***** Text for analysis *****

My Congregation’s Greatest Need…
Updated: Nov 15
As most of you know, I am an avid reader. I read out of my desperate need to grow, my appetite for learning, and as a discipline that helps me to become more of the man of God I am called to be. When I am reading, I often have a goal with any given book, blog post, article, booklet, or letter I read. Sometimes, the Lord will surprise me, and one sentence in the middle of the story will simply break me. I had one of those experiences a couple of months into serving here as the Pastor at Rozetta Baptist, and I’d like to share it with you.
A Scottish Pastor from the early 1800’s was once asked this question: What is the greatest need of your congregation? Now, this is a question that you could chew on for quite a while and get nowhere. What would you say if someone asked you what the greatest need of Rozetta Baptist was? Take a moment and think about it. Some of our most significant moments of growth and development come when we slow down and take a moment to think about something (especially in our fast food/social media paced day and age).
Now, there are plenty of good answers…you could say that our church's greatest need is the gospel, and you would be right! You could say that Rozetta Baptist's greatest need is sacrificial love for each other that brings unity…and in some ways, you would be right! So, 200 years ago, Robert Murray M’Cheyne (the Scottish pastor) was asked the same question. What do you think his response was?

***** Source information *****

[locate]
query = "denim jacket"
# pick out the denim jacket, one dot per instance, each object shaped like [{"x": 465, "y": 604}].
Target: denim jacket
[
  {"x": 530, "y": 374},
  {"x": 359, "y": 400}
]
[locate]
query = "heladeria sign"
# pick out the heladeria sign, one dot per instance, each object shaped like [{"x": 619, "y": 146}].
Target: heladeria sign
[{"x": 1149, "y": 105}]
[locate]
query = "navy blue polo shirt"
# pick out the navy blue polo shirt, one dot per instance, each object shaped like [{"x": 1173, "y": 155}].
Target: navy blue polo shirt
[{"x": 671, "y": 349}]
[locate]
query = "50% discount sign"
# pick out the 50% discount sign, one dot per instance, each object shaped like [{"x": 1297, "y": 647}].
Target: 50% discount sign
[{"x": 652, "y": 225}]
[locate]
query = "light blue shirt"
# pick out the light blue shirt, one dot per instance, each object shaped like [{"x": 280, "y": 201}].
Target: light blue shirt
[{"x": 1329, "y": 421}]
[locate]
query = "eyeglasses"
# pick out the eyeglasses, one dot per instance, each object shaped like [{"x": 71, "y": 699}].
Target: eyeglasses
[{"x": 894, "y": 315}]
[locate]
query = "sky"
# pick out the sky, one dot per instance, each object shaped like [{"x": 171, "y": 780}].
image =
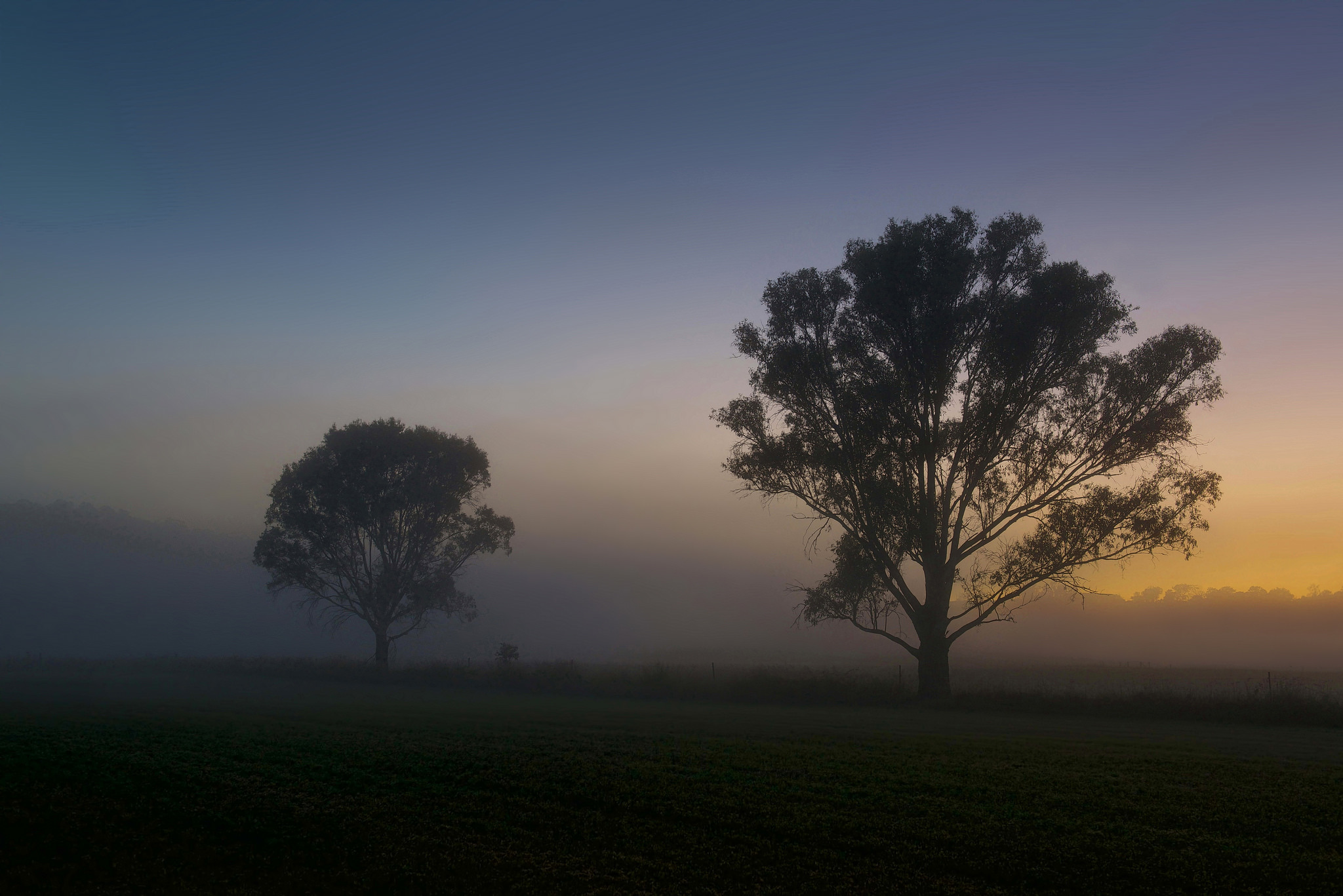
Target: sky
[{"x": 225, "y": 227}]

*****
***** Source information *****

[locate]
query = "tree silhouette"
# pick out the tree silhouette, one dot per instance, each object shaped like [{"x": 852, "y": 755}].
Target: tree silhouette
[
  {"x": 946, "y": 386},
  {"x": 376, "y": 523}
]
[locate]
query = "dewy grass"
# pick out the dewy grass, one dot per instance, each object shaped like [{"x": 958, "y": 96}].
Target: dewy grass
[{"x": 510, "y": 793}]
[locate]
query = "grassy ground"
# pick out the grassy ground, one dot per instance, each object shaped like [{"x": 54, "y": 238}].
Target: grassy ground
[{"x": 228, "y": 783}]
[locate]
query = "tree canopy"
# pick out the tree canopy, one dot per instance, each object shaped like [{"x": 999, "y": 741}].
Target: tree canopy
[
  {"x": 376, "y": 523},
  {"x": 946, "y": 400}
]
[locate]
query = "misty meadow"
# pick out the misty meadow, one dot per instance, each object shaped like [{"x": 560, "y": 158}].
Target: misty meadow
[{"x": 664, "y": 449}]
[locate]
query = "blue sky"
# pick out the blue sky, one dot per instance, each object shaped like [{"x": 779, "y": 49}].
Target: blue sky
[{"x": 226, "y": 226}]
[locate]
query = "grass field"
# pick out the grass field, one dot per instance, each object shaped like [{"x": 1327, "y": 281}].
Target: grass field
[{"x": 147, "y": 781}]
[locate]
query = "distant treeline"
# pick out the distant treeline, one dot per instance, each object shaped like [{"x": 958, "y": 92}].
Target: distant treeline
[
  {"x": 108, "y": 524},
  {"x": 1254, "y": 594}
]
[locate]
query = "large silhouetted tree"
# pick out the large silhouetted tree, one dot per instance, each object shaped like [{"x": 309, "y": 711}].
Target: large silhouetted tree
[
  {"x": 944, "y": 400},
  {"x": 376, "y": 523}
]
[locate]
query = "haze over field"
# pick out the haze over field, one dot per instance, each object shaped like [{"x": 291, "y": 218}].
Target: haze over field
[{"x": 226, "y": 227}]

*****
***** Source information *****

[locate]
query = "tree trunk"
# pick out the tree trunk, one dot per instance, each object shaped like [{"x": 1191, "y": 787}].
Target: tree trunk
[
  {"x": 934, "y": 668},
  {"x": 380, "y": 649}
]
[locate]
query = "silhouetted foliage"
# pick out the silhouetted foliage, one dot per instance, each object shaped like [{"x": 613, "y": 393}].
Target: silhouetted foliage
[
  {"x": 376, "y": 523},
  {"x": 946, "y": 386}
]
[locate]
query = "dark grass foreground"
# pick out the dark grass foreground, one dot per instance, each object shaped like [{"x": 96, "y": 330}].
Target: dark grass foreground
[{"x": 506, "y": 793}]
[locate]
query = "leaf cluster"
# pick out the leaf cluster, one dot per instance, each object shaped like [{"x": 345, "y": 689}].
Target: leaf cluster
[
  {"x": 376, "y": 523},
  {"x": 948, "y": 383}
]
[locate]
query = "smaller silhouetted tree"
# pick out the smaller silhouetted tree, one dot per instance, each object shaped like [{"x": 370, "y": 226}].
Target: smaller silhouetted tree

*****

Problem requirements: Change "avid" to "eager" in the post on a congregation's greatest need, from "My Congregation’s Greatest" to "it with you.", and write out that stretch.

Completed exercise:
My Congregation’s Greatest Need…
Updated: Nov 15
As most of you know, I am an eager reader. I read out of my desperate need to grow, my appetite for learning, and as a discipline that helps me to become more of the man of God I am called to be. When I am reading, I often have a goal with any given book, blog post, article, booklet, or letter I read. Sometimes, the Lord will surprise me, and one sentence in the middle of the story will simply break me. I had one of those experiences a couple of months into serving here as the Pastor at Rozetta Baptist, and I’d like to share it with you.